EXERCISE. From the Hadoop book review, write out word for word the passage that begins with the words containing "3. Big data" and ends with "a YARN application.".

DOCUMENT SECTION.
*-*-*

Many techniques in this book are Java-based, which means readers are expected to possess an intermediate-level knowledge of Java. An excellent text for all levels of Java users is Effective Java, Second Edition by Joshua Bloch (Addison-Wesley).
One thing I really, really like about this book is the abundance of useful diagrams and code snippets, all of which are profusely annotated with thoughtful comments! I would say that the barrier-to-entry to this book is not all that high—hastening to add that this is most emphatically not the same as saying that the contents are trifling—so if you're determined, don't shy away from tackling this book (along with, importantly, having an introductory book by your side, such as the fine book entitled Hadoop: The Definitive Guide, by Tom White, and which is also reviewed above).

Very briefly, here is a rundown of the topics covered in this book:
1. Background and fundamentals: Chapter 1. Hadoop in a heartbeat, Chapter 2. Introduction to YARN.  
2. Data logistics: Chapter 3. Data serialization—working with text and beyond, Chapter 4. Organizing and optimizing data in HDFS, Chapter 5. Moving data into and out of Hadoop.  
3. Big data patterns: Chapter 6. Applying MapReduce patterns to big data, Chapter 7. Utilizing data structures and algorithms at scale, Chapter 8. Tuning, debugging, and testing.  
4. Beyond MapReduce: Chapter 9. SQL on Hadoop Chapter 10. Writing a YARN application.
This book (Hadoop in Practice, 2nd Editionis packed with helpful material which—far from being cluttered in any way—is pleasingly organized and makes for smooth reading and a rewarding learning experience.


#5

Once comfortable with the Hadoop paradigm, you'll be able to appreciate the gem of a book we've got in this next title: Professional Hadoop Solutions (Wrox), by Boris Lublinsky et al. The authors have assembled a first-class collection of design expertise narratives.

In my mind, the key to understanding the value in this book lies in appreciating the following observation, which the authors make in the introductory chapter
Although many publications emphasize the fact that Hadoop hides infrastructure complexity from business developers, you should understand that Hadoop extensibility is not publicized enough... Hadoop’s implementation was designed in a way that enables developers to easily and seamlessly incorporate new functionality into Hadoop’s execution.

*-*-*

DATA PROVIDED.
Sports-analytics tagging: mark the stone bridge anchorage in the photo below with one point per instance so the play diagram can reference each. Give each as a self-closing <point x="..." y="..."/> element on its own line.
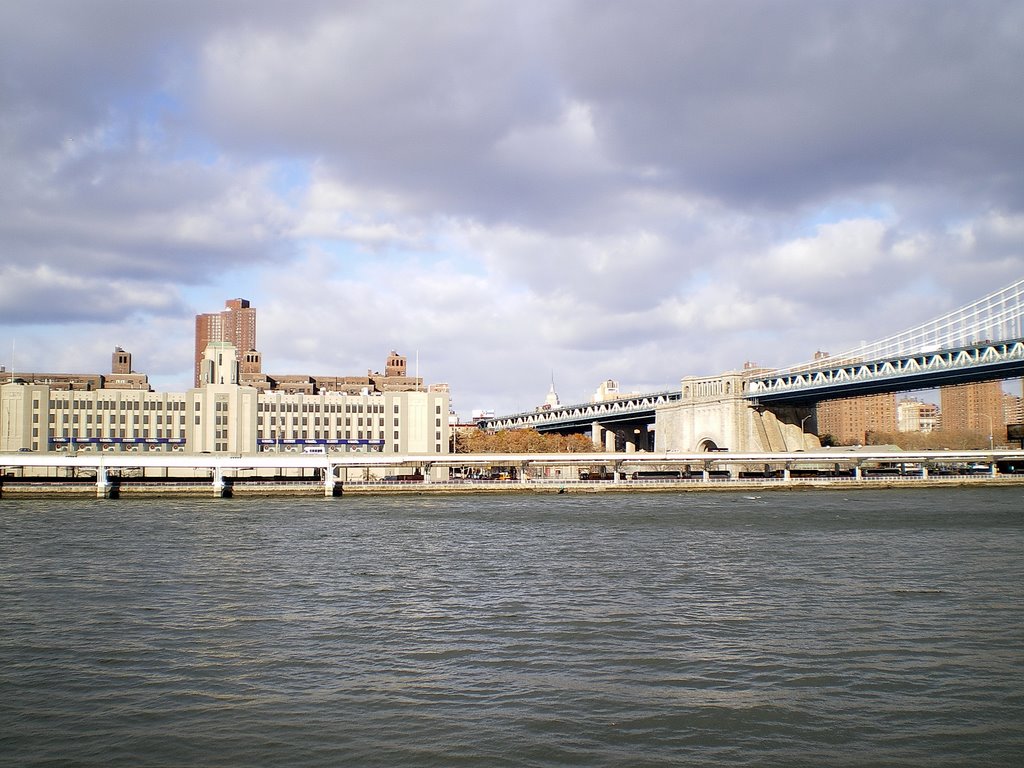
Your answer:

*-*-*

SOLUTION FOR THIS EXERCISE.
3. Big data patterns: Chapter 6. Applying MapReduce patterns to big data, Chapter 7. Utilizing data structures and algorithms at scale, Chapter 8. Tuning, debugging, and testing.  
4. Beyond MapReduce: Chapter 9. SQL on Hadoop Chapter 10. Writing a YARN application.